Given task — Arrange every one of the lines below as a Markdown table with two columns, Row and Line, giving each line a row number and skipping any blank lines. Leave the pictures out of the table.

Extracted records
** BEGIN **
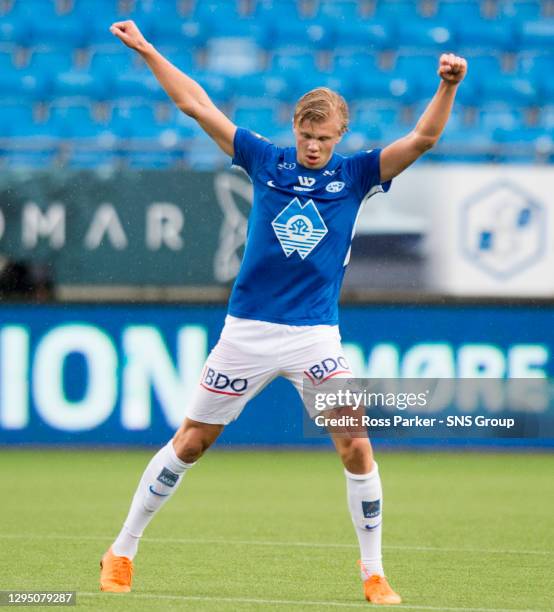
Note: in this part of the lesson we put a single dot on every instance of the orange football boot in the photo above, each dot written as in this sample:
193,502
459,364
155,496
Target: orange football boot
116,573
377,590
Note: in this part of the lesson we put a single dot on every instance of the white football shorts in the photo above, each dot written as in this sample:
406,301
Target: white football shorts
250,354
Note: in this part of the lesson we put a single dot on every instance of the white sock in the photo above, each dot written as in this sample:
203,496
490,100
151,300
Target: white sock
365,501
159,481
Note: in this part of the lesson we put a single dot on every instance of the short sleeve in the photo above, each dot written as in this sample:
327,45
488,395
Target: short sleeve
364,172
251,151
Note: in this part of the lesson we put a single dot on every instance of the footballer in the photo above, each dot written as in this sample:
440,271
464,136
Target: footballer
283,311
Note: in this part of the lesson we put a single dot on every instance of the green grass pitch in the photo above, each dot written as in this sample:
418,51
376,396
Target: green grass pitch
270,530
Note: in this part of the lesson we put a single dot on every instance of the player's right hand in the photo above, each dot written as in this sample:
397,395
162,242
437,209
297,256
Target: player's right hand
128,33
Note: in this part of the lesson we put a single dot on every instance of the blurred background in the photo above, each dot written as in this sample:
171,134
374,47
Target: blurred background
122,225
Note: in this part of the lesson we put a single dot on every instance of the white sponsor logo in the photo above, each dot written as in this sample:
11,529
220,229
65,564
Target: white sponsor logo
286,166
335,187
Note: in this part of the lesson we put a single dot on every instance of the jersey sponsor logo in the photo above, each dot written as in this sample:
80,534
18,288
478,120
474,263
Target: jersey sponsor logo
217,382
167,477
327,368
299,227
335,187
307,183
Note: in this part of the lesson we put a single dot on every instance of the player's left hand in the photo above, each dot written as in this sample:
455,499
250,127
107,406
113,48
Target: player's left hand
452,68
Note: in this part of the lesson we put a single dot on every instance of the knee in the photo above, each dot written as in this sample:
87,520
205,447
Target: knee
189,445
356,455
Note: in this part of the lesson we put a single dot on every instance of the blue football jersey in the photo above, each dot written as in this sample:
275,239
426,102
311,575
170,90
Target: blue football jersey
299,231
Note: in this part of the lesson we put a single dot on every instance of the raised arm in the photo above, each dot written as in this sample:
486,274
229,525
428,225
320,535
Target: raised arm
404,151
187,94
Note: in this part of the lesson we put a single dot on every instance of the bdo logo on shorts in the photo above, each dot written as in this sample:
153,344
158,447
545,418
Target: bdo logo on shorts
217,382
327,368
** END **
Solution below —
| Row | Line |
|---|---|
| 1 | Note: in this part of the lesson we put a single dot on every instance of the orange football boot in the photo above, each dot written as in this sample: |
| 2 | 193,502 |
| 3 | 459,364 |
| 4 | 155,496 |
| 5 | Target: orange football boot |
| 6 | 116,573 |
| 7 | 377,590 |
| 8 | Note: in this part of the lesson we put a single dot on every instance of the white football shorts in the photo above, each dot written as in this sample: |
| 9 | 406,301 |
| 10 | Target: white football shorts |
| 11 | 250,354 |
| 12 | Note: in this part of the lesson we put a single dot on every instance of the white sock in the photo above, each dot written as in this sample: |
| 13 | 203,496 |
| 14 | 490,100 |
| 15 | 151,300 |
| 16 | Target: white sock |
| 17 | 365,501 |
| 18 | 159,481 |
| 19 | Note: in this part of the lesson we put a single dot on every instance of the short sleeve in the photo above, each dot written as in this sample: |
| 20 | 327,45 |
| 21 | 488,395 |
| 22 | Target: short sleeve |
| 23 | 364,172 |
| 24 | 251,151 |
| 25 | Note: in this part of the lesson we put a single dot on every instance of the footballer in the photo above, each dot written as in this sample: |
| 26 | 440,271 |
| 27 | 464,136 |
| 28 | Target: footballer |
| 29 | 283,311 |
| 30 | Note: in this part of the lesson we put a single dot on every instance of the green grass pitch in the photo above, each dot written as in this sample: |
| 31 | 418,51 |
| 32 | 376,396 |
| 33 | Target: green grass pitch |
| 34 | 270,530 |
| 35 | Note: in this part of the lesson we put a single dot on every instance of the player's right hand in the photo above, each dot written as in this sample: |
| 36 | 397,395 |
| 37 | 162,242 |
| 38 | 437,209 |
| 39 | 297,256 |
| 40 | Target: player's right hand |
| 41 | 128,33 |
| 42 | Note: in this part of the lesson we put a single dot on every instance of the blurred background in the photo above, each dot written as in this sample: |
| 43 | 171,134 |
| 44 | 374,47 |
| 45 | Target: blurred background |
| 46 | 122,225 |
| 47 | Note: in this part of the lesson we put a single dot on every instance of the white sponsor logo in the photo above, each dot written as in this sample: |
| 48 | 11,529 |
| 49 | 220,229 |
| 50 | 65,564 |
| 51 | Target: white sponsor logo |
| 52 | 286,166 |
| 53 | 335,187 |
| 54 | Note: in this part of the lesson we put a single dot on every instance of the jersey sponsor logo in the photo above, each dot written as in this sample: |
| 55 | 80,534 |
| 56 | 18,288 |
| 57 | 478,120 |
| 58 | 474,263 |
| 59 | Target: jersey sponsor logo |
| 60 | 217,382 |
| 61 | 167,477 |
| 62 | 327,368 |
| 63 | 299,227 |
| 64 | 335,187 |
| 65 | 307,183 |
| 66 | Note: in this part of the lesson we put a single dot on every instance of the player's left hand in the photo above, each dot written as in this sample: |
| 67 | 455,499 |
| 68 | 250,127 |
| 69 | 107,406 |
| 70 | 113,48 |
| 71 | Target: player's left hand |
| 72 | 452,68 |
| 73 | Note: in this part of the lesson we put a single dot on every instance of the knee in the photo above, each dot written as in this sample: |
| 74 | 87,520 |
| 75 | 205,447 |
| 76 | Target: knee |
| 77 | 189,445 |
| 78 | 356,455 |
| 79 | Note: in this part of the lesson we put a single dot on every instance of the blue football jersey in the photo above, each dot written as in this sample: |
| 80 | 275,239 |
| 81 | 426,102 |
| 82 | 311,575 |
| 83 | 170,90 |
| 84 | Target: blue football jersey |
| 85 | 299,231 |
| 86 | Note: in this part of the lesson we put a single dot on every instance of the raised arm in the photo above, each dot written as in this sample: |
| 87 | 486,274 |
| 88 | 229,525 |
| 89 | 428,225 |
| 90 | 320,535 |
| 91 | Target: raised arm |
| 92 | 404,151 |
| 93 | 187,94 |
| 94 | Note: in this part of the lesson we put a single dot on every instance of the bdo logo on shorts in the photo above, each dot written as in this sample: |
| 95 | 153,344 |
| 96 | 158,447 |
| 97 | 545,418 |
| 98 | Target: bdo logo on shorts |
| 99 | 217,382 |
| 100 | 327,368 |